══ DATA SHOWN
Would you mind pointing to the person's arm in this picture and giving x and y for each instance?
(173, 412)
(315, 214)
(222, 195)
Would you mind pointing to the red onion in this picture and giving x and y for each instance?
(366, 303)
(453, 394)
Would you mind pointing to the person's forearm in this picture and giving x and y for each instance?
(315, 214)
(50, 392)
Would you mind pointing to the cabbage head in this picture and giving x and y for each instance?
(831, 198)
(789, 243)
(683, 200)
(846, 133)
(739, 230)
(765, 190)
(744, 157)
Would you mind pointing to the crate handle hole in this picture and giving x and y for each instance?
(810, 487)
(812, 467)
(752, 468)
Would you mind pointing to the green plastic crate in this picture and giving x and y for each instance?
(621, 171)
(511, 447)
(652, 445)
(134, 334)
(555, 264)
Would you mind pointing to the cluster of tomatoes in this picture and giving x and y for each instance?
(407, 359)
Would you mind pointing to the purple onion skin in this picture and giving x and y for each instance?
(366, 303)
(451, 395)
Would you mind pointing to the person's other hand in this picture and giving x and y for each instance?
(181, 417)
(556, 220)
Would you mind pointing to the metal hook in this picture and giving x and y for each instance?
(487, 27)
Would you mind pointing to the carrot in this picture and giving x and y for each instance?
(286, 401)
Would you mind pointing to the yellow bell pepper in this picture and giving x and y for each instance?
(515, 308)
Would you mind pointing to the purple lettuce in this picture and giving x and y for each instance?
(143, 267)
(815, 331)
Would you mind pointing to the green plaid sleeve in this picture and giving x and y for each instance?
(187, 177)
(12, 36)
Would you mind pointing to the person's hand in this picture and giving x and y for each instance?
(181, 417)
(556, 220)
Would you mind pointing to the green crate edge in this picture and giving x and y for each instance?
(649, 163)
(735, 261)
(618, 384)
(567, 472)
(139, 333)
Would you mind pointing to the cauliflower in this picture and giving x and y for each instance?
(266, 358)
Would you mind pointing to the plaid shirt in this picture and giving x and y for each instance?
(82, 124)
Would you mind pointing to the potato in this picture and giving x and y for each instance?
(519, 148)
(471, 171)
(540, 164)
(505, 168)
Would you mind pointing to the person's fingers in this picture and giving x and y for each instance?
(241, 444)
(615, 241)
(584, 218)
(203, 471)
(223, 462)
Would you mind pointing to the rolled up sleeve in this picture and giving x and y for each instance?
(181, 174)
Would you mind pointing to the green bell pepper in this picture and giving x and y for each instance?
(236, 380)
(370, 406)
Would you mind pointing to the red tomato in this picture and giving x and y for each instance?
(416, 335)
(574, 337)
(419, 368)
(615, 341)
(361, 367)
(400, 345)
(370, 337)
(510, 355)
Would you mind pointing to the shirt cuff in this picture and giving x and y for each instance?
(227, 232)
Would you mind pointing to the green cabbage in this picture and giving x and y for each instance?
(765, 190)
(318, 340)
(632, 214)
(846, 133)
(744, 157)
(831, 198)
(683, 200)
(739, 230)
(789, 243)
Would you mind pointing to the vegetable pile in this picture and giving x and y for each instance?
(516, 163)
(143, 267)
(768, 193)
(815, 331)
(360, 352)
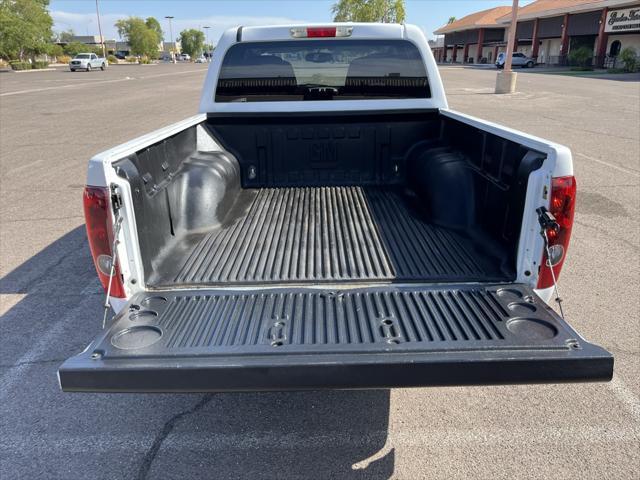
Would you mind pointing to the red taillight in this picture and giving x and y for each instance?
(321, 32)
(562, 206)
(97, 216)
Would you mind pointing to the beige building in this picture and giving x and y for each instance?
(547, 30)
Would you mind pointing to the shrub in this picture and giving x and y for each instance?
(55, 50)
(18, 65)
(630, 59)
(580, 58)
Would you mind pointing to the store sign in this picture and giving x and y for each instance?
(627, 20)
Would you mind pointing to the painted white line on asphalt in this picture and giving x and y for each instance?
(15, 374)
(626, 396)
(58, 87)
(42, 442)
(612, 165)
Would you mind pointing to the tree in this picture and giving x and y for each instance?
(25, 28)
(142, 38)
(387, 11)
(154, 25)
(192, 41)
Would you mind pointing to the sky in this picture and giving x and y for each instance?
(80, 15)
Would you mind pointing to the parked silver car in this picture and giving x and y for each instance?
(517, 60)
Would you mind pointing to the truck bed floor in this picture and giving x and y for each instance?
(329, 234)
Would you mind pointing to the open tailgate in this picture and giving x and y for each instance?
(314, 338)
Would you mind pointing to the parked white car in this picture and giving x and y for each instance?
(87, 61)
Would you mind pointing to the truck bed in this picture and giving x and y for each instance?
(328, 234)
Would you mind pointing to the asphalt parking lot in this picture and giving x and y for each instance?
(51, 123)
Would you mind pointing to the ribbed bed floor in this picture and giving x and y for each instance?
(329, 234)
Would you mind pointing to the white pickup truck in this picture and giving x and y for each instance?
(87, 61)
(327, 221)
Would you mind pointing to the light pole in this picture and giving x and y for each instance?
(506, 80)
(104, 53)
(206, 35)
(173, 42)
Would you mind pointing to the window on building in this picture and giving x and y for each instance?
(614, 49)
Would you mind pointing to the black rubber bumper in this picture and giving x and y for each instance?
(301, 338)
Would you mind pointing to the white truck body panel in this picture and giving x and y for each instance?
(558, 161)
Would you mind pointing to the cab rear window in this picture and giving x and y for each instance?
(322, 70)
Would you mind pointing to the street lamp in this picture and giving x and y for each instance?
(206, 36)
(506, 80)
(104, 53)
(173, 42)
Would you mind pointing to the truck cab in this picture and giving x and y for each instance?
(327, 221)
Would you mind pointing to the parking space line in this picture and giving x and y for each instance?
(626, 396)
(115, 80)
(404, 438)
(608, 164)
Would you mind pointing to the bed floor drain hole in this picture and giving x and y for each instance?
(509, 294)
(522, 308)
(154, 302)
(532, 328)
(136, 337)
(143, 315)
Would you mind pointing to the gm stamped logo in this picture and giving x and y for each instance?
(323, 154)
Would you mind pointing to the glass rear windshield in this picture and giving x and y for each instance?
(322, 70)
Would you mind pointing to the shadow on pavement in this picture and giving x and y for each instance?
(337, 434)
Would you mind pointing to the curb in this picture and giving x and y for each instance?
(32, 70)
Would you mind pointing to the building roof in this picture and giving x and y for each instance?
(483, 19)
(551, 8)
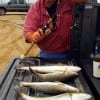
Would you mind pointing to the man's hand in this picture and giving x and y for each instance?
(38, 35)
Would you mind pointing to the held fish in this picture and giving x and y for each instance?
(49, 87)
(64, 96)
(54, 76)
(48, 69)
════
When the line containing "Would you mind pointing to the white truck" has been located, retype it and each line after it through the end of the records, excluding the pictures and adding nothing else.

__REPLY__.
Would you mind pointing to the white truck body panel in this picture and giving x and y for each instance?
(558, 161)
Would you mind pointing to the cab rear window in this picture and giving x and y for each instance?
(322, 70)
Would you mind pointing to the street lamp in this picture and giving x and y for each instance?
(206, 36)
(506, 80)
(104, 53)
(173, 42)
Would you mind pointing to the truck cab in this picture and giving x and y for each instance?
(327, 221)
Would you mind pointing to the parking space line in this picture and giving x and y for each instance?
(626, 396)
(115, 80)
(404, 438)
(608, 164)
Would you mind pointing to the bed floor drain hole in this picture and giving x and y for each instance?
(509, 294)
(522, 308)
(154, 302)
(532, 328)
(136, 337)
(143, 315)
Would you mind pointing to the gm stamped logo in this picture and giving x and y for each instance?
(323, 154)
Would you mind pointing to the glass rear windshield in this picture and giving x and y for each instance?
(322, 70)
Would you mind pointing to the shadow on pavement in this picture and giving x and y for each instance?
(337, 434)
Would you mind pointing to the curb in this picture and giving x and y for each instance?
(32, 70)
Would you mind pointing to the building roof in this picture and giving x and y for each instance?
(483, 19)
(551, 8)
Would you mind pointing to the man's hand in this picture and giving x and y for each instance?
(38, 35)
Would you mind pointing to the held fish in this picture and giving x and y for each instance?
(49, 87)
(64, 96)
(54, 76)
(48, 69)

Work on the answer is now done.